> **Zakres prac**:
Dopisz dalszy ciąg zamieszczonego niżej wywiadu z Janem Krzysztofem Ardanowskim, zaczynając bezpośrednio po jego ostatnim zdaniu.

> **Analizowany tekst**:
· · ·
Brzydzić się trzeba patologiami polityki
O zagrożeniach dla polskiego rolnictwa, tradycjach rodzinnych i uczciwości w polityce rozmawiamy z kandydatem na posła z listy PiS Janem Krzysztofem Ardanowskim.
Jakie są pana związki z okręgiem wyborczym, z którego pan startuje?
Od urodzenia związany jestem z Ziemią Dobrzyńską. Moja rodzina zajmowała się tu rolnictwem, ale prowadziła też różne interesy w miastach. Wychowywałem się, pracując w gospodarstwie z rodzicami. Było nas czterech braci i wszyscy skończyliśmy studia. Ja Akademię Techniczno-Rolniczą. Z moją przyszłą żoną Marleną wspólnie w roku 80 działaliśmy w opozycji demokratycznej w NZS. Prowadziliśmy studencką, radykalną i antykomunistyczną gazetę Indeks. Po studiach zaczęliśmy prowadzić gospodarstwo w okolicach Torunia. Specjalizowaliśmy się w uprawie warzyw, hodowli roślin, produkcji nasiennej, tym wszystkim, co mogło dać jakieś źródła dochodu, tym bardziej że doczekaliśmy się pięciorga dzieci. Wszystkie ukończyły studia.
W jaki sposób trafił pan do polityki?
· · ·
> **Materiał źródłowy**:

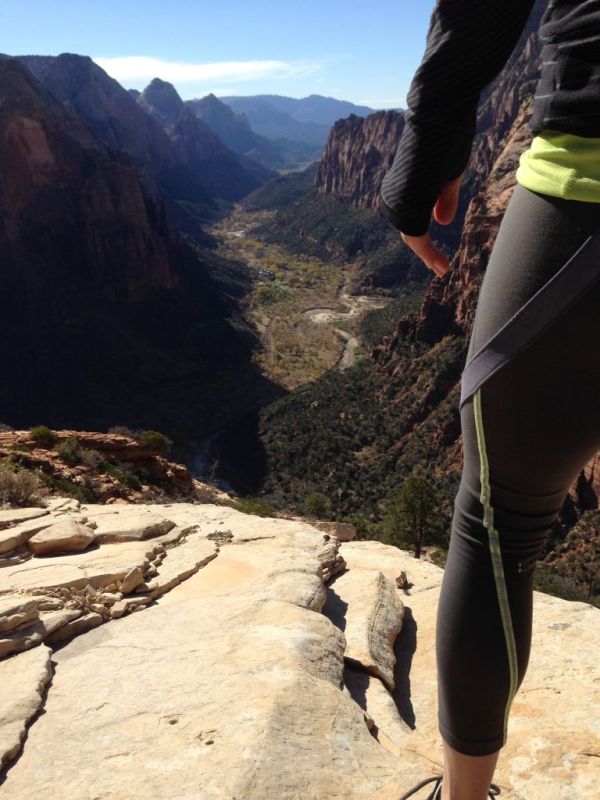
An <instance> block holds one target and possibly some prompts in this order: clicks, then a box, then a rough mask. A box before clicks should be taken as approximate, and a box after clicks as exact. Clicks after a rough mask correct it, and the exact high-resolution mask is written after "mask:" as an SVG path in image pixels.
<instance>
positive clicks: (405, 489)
mask: <svg viewBox="0 0 600 800" xmlns="http://www.w3.org/2000/svg"><path fill="white" fill-rule="evenodd" d="M442 523H443V516H442V513H441V499H440V495H439V493H438V491H437V489H436V488H435V487H434V486H432V485H431V484H430V483H429V481H427V480H426V479H425V478H422V477H420V476H418V475H411V476H410V477H409V478H408V479H407V480H406V481H405V482H404V484H403V485H402V487H401V488H400V489H399V490H398V491H397V492H396V493H395V494H394V495H393V496H392V499H391V501H390V503H389V504H388V506H387V508H386V510H385V514H384V517H383V537H384V542H385V543H386V544H392V545H395V546H396V547H401V548H414V551H415V558H420V557H421V550H422V549H423V546H424V545H425V543H426V542H428V543H430V544H443V543H444V536H443V525H442Z"/></svg>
· · ·
> **Wynik zadania**:
Ciągnęło mnie zawsze do działalności społecznej. Zaangażowałem się w tworzenie samorządu rolniczego, czyli izb rolniczych. Byłem wybrany na szefa Toruńskiej, a później Kujawsko-Pomorskiej Izby Rolniczej. W latach 2003-2007 byłem prezesem Krajowej Rady Rolniczej – reprezentacji wszystkich rolników w Polsce. W 2005 roku zostałem wiceministrem rolnictwa w pierwszym rządzie PiS. Od 2008 roku byłem doradcą do spraw wsi ś.p. Lecha Kaczyńskiego do jego tragicznej śmierci nad Smoleńskiem. Dwukrotnie zasiadałem w Sejmiku naszego województwa. Jestem posłem już trzecią kadencję od 2011 roku. W Sejmie zajmowałem się wieloma sprawami. Oczywiście dla mnie podstawową pracą nad przyszłością wsi była aktywność w Komisji Rolnictwa i Rozwoju Wsi, jako jej wiceprzewodniczący. Również pracowałem w Komisji Energii, głównie zajmując się energią odnawialną na wsi, także w Komisji Infrastruktury. Działałem w różnych zespołach parlamentarnych do kontaktów z parlamentami innych krajów, przede wszystkim sąsiadów: Ukrainy, Litwy i Niemiec. Od dwóch kadencji pracuję w Polsko-Izraelskiej Grupie Parlamentarnej, która zajmuje się budowaniem dobrych relacji między Polakami i Żydami. Zobowiązuje nas do tego nasza wspólna historia. Na terenach Ziemi Dobrzyńskiej w okresie rozbiorów i przed wojną było bardzo wielu Żydów, którzy zostali wymordowani przez Niemców. Współżyły ze sobą na tym terenie różne nacje: Polacy, Żydzi, Niemcy, Rosjanie, Olendrzy. Tworzyli społeczność, która umiała ze sobą żyć. Nie było jakichś wielkich konfliktów. Może powinniśmy się od nich tego uczyć? Pasjonuję się historią naszych małych ojczyzn, głównie Ziemi Dobrzyńskiej, ale również historią Torunia, Pomorza Nadwiślańskiego, czyli tych terenów, na których żyje moja rodzina od ponad 300 lat, gdzie również jest główna moja aktywność. To są tereny z przebogatą historią, którą tak słabo znany. Dlatego warto odkrywać i pielęgnować spuściznę naszych przodków i tradycję.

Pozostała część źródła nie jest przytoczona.